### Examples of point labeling
________________________________________

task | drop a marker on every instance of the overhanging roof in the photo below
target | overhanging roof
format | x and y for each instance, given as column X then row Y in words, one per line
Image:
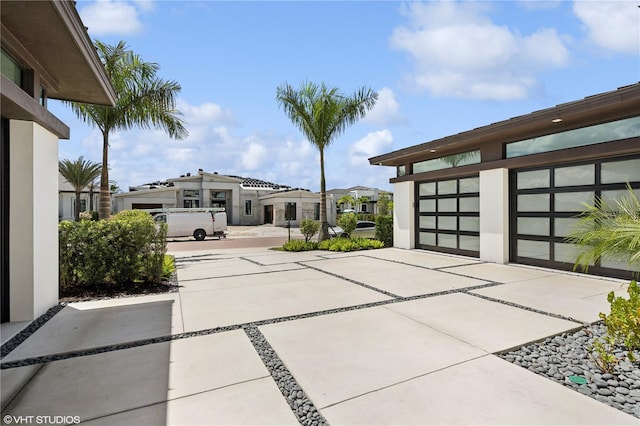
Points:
column 615, row 105
column 50, row 35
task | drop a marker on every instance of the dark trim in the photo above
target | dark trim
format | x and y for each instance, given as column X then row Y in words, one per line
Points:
column 5, row 313
column 596, row 109
column 583, row 153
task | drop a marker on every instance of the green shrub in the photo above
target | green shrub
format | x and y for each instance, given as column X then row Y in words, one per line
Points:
column 129, row 247
column 623, row 323
column 299, row 245
column 309, row 228
column 168, row 266
column 348, row 222
column 350, row 244
column 384, row 229
column 89, row 215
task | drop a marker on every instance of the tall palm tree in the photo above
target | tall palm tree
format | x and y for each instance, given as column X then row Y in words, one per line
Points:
column 348, row 200
column 144, row 101
column 80, row 174
column 322, row 114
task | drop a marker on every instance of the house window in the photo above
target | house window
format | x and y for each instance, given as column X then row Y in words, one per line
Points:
column 191, row 198
column 290, row 211
column 447, row 162
column 11, row 69
column 83, row 205
column 615, row 130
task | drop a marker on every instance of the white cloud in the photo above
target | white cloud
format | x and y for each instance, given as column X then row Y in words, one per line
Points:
column 372, row 144
column 459, row 52
column 254, row 157
column 109, row 17
column 386, row 111
column 612, row 25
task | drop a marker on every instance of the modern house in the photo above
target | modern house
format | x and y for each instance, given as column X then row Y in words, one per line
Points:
column 67, row 199
column 360, row 192
column 46, row 54
column 246, row 201
column 511, row 191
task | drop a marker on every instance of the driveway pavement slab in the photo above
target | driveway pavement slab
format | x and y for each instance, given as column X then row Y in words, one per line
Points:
column 113, row 382
column 313, row 291
column 483, row 391
column 575, row 297
column 341, row 356
column 411, row 281
column 278, row 257
column 421, row 258
column 490, row 326
column 500, row 273
column 249, row 280
column 86, row 325
column 217, row 268
column 258, row 402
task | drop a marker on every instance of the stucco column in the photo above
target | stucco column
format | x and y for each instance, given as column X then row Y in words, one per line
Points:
column 404, row 215
column 33, row 218
column 494, row 215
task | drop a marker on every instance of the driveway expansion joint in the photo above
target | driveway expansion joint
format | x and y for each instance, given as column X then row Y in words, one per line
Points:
column 300, row 404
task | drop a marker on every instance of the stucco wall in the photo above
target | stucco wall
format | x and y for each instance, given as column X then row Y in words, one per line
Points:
column 404, row 215
column 494, row 215
column 34, row 220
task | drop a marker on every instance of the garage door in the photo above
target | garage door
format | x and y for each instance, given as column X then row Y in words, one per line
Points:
column 448, row 215
column 546, row 201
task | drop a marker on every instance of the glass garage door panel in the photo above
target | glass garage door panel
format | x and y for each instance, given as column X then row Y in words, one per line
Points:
column 546, row 203
column 448, row 215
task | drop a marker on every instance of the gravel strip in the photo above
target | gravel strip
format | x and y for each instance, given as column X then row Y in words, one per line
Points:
column 300, row 404
column 566, row 359
column 23, row 335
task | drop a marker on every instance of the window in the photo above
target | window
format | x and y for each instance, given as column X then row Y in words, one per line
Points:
column 448, row 215
column 607, row 132
column 290, row 211
column 83, row 205
column 447, row 162
column 11, row 69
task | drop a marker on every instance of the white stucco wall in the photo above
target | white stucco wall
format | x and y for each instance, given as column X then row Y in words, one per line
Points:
column 494, row 215
column 404, row 215
column 34, row 220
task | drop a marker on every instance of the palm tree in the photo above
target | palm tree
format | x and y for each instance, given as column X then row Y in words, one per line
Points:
column 363, row 199
column 322, row 113
column 613, row 232
column 347, row 199
column 144, row 101
column 80, row 174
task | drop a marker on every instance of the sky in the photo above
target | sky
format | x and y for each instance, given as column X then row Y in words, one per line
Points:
column 439, row 68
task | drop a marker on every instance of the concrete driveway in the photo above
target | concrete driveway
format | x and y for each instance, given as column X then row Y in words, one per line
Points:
column 256, row 336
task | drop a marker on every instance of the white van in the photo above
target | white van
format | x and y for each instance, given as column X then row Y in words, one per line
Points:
column 200, row 224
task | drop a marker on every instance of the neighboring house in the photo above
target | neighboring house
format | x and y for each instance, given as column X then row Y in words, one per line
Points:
column 46, row 53
column 67, row 199
column 246, row 201
column 373, row 195
column 511, row 191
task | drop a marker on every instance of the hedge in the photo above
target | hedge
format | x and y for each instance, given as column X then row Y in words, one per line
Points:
column 129, row 247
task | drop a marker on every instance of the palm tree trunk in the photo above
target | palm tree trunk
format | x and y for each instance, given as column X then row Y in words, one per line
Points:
column 77, row 209
column 324, row 225
column 104, row 202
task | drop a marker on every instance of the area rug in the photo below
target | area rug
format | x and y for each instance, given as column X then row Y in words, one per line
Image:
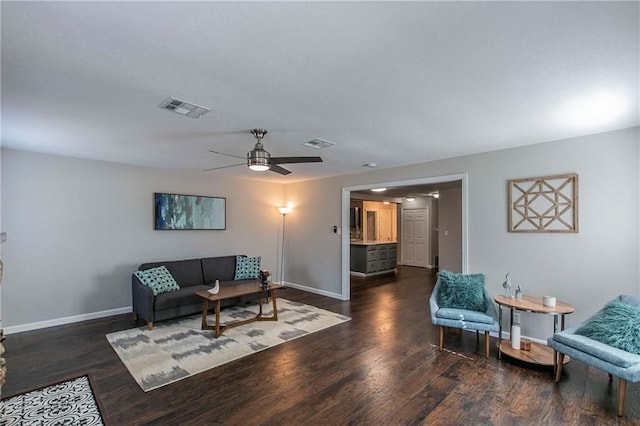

________________________________________

Write out all of the lines above again with "drop a marker" switched to "place a pin" everywhere it appears, keeping everything else the same and leaving out the pictures.

task | place a pin on every instance of the overhanging roof in the photo below
target | overhanging roof
format | x and y for each instance, given as column X then row Y in words, one per line
Image:
Points:
column 615, row 105
column 50, row 35
task | place a pin on every instance of the dark trim in the photo above
target | dark trim
format | x and y for each instance, given as column X then row Y in words, one per line
Points:
column 5, row 313
column 596, row 109
column 583, row 153
task | place a pin on every instance of the green shrub in the photo above
target | green shrub
format | x and y for each instance, given as column X then row Y in words, one per line
Points:
column 129, row 247
column 623, row 323
column 299, row 245
column 309, row 228
column 168, row 266
column 348, row 222
column 350, row 244
column 384, row 229
column 89, row 215
task | place a pin on every instance of the tall palm tree in the photo above
target | tall palm tree
format | x and y for each instance, given as column X then row Y in words, one per line
Points:
column 348, row 200
column 144, row 101
column 80, row 174
column 322, row 114
task | place a pin on every instance of the house window in the photo above
target | house window
format | x and y for each instance, given as column X then row Y in words, one per line
Points:
column 191, row 198
column 290, row 211
column 447, row 162
column 11, row 69
column 83, row 205
column 615, row 130
task | place a pin on every instance of the white cloud in the photo above
target | white cloud
format | x and y for each instance, given as column X then row Y in words, one per line
Points:
column 372, row 144
column 459, row 52
column 254, row 157
column 109, row 17
column 386, row 111
column 612, row 25
task | place a pin on every instance of the modern house in the photo above
target | modern house
format | x and y for each instance, given as column X then row Y in words, one per line
Points:
column 67, row 199
column 360, row 192
column 46, row 54
column 246, row 201
column 511, row 191
task | place a pin on every instance of the driveway pavement slab in the photo above
target | driveway pavement slab
format | x and y for each instance, given as column X then row Y in words, one per line
Points:
column 113, row 382
column 313, row 291
column 483, row 391
column 575, row 297
column 341, row 356
column 411, row 281
column 278, row 257
column 421, row 258
column 490, row 326
column 500, row 273
column 249, row 280
column 86, row 325
column 217, row 268
column 258, row 402
task | place a pin on every instance of the stucco column in the photo above
target | stucco column
format | x and y for each instance, given as column X then row Y in words, one per line
Points:
column 404, row 215
column 33, row 218
column 494, row 215
task | place a pin on every instance of the driveway expansion joint in the photo above
target | driveway expansion joint
format | x and y for each instance, given as column X then row Y in words, one per line
Points:
column 300, row 404
task | place a pin on every instance of the stucco wall in the photo above
target | stucco wall
format | x and y for each instance, given as column X then row Y in words, one per line
Points:
column 404, row 215
column 494, row 215
column 34, row 220
task | place a pin on every instance of the garage door in the photo above
target | garage door
format | x and y for each instance, given as column X then row Y in words, one per line
Points:
column 448, row 215
column 546, row 201
task | place a pin on every instance of the glass garage door panel in the photo above
target | glass garage door panel
format | x and y for each instance, given as column X then row Y in words, one per line
Points:
column 546, row 203
column 448, row 215
task | place a pin on every instance of the gravel strip in the photo above
target | gravel strip
format | x and y for each instance, given as column X then row Y in words, one per line
Points:
column 300, row 404
column 566, row 359
column 23, row 335
task | place a pin on every instance of the window in the photo above
target | window
format | x and y for each instance, given as column X then row Y in words, one per line
Points:
column 448, row 215
column 607, row 132
column 290, row 211
column 83, row 205
column 447, row 162
column 11, row 69
task | place a pin on every instance of the white stucco wall in the photo above
target | white stucco wall
format | x and y for each instance, given as column X then row Y in words, one per line
Points:
column 494, row 215
column 404, row 215
column 34, row 220
task | place a pin on every instance of the palm tree in the photo above
target | palm tree
format | x and y for each instance, given as column X then row Y in words, one per line
Points:
column 363, row 199
column 322, row 113
column 613, row 232
column 347, row 199
column 144, row 101
column 80, row 174
task | place a pin on every instance of the sky in the photo above
target | sky
format | x and y for each instance, given as column X then row Y in words, one per line
Points:
column 439, row 68
task | place a pin on every instance of the concrete driveway in the photo above
target | concrete driveway
format | x and y for each instance, given as column X then row Y in words, one per line
Points:
column 256, row 336
task | place a pin on every instance of the white van in the photo above
target | white van
format | x and y for each instance, given as column X then row Y in words, one per line
Points:
column 200, row 224
task | place a pin on every instance of the neighboring house in the photo above
target | neighboring house
format | x and y for each instance, given as column X then row Y in words, one per line
Points:
column 46, row 53
column 67, row 199
column 246, row 201
column 373, row 195
column 511, row 191
task | place a pin on every instance of the hedge in the photo above
target | hedge
format | x and y for each instance, given as column X then row Y in words, one per line
Points:
column 129, row 247
task | place a pin on every instance of the palm tree trunk in the photo above
target | palm tree trunk
format | x and y for each instance, given as column X then row Y in words, one per line
Points:
column 77, row 209
column 324, row 225
column 104, row 202
task | place a pin on every instance of the area rug in the photo below
target | area rug
format | x and y for each instance, given as column X then row Y in words, one per line
Image:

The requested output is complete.